(Recorded data)

╔══

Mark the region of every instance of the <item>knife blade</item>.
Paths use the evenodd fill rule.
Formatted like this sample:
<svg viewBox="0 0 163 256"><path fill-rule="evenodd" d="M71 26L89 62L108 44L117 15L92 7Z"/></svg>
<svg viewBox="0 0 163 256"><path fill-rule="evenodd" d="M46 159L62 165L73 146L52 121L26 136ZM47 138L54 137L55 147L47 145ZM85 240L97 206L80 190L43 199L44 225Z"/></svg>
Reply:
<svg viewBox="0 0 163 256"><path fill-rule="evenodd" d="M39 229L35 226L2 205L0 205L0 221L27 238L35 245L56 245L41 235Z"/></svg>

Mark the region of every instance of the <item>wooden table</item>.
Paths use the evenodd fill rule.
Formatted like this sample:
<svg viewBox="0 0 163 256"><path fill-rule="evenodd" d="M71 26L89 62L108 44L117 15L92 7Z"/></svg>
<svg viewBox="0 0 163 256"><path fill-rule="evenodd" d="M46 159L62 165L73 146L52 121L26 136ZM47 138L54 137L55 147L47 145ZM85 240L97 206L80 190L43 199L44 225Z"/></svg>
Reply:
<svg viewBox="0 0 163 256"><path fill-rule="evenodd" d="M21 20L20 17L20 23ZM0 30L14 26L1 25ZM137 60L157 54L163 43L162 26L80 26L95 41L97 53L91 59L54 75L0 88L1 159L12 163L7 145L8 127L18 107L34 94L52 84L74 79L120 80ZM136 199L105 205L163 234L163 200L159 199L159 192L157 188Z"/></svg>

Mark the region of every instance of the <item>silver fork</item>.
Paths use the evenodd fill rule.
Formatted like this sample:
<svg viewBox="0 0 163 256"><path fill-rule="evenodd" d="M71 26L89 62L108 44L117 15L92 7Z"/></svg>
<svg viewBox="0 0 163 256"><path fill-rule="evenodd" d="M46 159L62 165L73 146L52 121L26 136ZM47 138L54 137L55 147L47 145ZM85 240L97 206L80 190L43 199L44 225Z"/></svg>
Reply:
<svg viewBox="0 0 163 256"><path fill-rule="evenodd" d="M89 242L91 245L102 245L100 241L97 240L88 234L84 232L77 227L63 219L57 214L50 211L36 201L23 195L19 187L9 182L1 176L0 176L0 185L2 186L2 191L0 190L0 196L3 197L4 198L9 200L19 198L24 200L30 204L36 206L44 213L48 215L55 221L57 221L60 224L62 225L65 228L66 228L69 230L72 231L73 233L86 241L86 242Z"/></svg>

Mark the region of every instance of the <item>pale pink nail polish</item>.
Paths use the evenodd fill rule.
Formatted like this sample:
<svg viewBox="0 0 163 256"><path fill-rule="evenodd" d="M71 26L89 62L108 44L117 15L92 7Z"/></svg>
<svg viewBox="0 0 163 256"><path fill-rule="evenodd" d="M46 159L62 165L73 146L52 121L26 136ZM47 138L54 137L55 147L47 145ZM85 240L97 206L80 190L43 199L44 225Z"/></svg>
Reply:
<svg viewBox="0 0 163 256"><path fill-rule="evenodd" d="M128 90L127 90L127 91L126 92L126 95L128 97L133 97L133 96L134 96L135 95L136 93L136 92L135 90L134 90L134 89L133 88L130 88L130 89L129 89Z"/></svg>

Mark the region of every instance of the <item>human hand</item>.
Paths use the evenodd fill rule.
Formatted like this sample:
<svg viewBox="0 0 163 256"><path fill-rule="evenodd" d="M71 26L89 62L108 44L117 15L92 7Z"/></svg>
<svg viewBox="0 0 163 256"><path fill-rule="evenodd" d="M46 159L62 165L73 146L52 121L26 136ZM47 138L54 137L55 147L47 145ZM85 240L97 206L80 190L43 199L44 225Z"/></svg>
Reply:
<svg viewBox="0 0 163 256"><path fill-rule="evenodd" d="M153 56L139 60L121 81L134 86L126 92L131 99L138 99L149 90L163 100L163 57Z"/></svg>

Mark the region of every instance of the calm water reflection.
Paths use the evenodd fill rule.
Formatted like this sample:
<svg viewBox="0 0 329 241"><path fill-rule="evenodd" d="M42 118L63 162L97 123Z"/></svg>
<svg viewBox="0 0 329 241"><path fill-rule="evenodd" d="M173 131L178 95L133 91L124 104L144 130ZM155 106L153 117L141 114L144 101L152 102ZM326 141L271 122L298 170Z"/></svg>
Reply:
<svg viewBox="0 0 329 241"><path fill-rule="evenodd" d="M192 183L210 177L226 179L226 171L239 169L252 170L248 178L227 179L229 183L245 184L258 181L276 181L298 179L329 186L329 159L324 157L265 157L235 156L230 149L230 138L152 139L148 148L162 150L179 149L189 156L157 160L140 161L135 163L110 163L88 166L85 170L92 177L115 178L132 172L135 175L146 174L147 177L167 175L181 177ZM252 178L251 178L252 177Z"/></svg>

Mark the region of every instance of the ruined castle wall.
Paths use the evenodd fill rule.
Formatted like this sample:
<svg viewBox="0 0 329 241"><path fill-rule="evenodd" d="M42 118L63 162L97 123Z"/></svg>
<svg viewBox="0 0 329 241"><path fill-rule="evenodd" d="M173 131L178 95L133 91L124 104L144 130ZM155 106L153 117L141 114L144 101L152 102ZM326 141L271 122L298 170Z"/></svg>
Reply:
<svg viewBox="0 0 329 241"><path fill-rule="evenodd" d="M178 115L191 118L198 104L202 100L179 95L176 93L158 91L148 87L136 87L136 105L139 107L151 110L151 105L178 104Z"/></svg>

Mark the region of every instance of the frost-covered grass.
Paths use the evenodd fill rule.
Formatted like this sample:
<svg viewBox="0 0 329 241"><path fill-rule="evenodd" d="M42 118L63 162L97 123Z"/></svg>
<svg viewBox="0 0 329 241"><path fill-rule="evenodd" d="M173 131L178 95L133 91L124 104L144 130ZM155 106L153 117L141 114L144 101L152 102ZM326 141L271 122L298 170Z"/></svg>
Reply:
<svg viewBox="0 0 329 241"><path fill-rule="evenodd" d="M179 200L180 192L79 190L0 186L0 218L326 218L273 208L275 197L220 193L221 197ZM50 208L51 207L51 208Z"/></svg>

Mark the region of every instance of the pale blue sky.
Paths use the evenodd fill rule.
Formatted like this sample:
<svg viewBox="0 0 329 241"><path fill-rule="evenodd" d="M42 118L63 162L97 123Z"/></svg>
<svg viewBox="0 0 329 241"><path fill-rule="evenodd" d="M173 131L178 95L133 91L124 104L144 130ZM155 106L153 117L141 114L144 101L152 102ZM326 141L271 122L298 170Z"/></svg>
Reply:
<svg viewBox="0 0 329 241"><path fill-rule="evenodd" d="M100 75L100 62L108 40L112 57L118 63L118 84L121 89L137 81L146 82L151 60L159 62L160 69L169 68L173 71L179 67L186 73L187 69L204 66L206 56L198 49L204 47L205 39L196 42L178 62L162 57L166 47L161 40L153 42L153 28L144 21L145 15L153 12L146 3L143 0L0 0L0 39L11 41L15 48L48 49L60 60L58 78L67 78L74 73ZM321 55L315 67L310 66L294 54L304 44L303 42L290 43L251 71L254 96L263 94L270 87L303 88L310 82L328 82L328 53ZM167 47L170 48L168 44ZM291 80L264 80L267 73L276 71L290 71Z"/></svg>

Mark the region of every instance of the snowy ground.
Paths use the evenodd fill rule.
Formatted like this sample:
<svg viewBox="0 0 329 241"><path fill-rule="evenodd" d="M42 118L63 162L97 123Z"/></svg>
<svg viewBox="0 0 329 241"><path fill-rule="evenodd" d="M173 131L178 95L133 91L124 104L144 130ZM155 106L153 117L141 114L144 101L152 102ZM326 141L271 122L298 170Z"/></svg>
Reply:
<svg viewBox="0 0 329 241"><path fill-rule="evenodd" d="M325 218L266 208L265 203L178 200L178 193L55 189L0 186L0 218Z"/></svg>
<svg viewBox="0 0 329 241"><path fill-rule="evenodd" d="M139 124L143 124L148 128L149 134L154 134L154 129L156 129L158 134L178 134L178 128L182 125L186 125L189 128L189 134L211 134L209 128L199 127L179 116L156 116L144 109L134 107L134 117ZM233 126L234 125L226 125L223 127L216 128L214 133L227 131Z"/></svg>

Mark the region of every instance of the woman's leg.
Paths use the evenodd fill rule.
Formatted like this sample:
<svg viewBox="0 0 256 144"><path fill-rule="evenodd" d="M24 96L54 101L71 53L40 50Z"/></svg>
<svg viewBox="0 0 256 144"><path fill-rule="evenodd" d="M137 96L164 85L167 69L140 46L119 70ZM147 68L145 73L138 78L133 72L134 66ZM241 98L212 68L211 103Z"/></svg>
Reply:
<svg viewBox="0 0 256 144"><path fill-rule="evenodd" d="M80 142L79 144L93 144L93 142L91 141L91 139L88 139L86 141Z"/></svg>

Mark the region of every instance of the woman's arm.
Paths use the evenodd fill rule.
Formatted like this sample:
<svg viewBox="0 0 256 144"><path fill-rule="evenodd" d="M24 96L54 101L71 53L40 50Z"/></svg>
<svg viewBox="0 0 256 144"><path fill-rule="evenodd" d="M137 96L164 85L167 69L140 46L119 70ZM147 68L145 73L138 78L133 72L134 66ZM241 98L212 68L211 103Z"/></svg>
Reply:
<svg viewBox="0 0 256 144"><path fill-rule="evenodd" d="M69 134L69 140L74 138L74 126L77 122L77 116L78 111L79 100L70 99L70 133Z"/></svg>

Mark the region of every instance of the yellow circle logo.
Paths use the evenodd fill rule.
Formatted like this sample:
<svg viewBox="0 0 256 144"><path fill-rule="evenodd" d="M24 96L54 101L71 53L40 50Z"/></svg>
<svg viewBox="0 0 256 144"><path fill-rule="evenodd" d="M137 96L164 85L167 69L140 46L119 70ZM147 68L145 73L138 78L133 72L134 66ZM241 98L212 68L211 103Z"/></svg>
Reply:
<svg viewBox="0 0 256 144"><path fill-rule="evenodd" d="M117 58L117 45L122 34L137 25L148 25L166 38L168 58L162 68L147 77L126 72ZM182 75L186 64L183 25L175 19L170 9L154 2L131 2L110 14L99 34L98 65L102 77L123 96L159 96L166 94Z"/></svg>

╚══

→ **Goal**
Write out the data again without any changes, from its first line through the line that contains "229L35 226L2 205L0", both included.

→ **Answer for this exercise**
Mark the region of every instance of the <item>knife blade</item>.
Paths use the evenodd fill rule.
Formatted like this sample:
<svg viewBox="0 0 163 256"><path fill-rule="evenodd" d="M71 26L89 62L108 44L117 15L92 7Z"/></svg>
<svg viewBox="0 0 163 256"><path fill-rule="evenodd" d="M46 159L62 165L73 146L52 121L26 136ZM47 138L54 137L55 147L47 145ZM85 240L97 206L80 190L43 199L44 225Z"/></svg>
Reply:
<svg viewBox="0 0 163 256"><path fill-rule="evenodd" d="M39 229L35 226L2 205L0 205L0 221L27 238L35 245L56 245L41 235Z"/></svg>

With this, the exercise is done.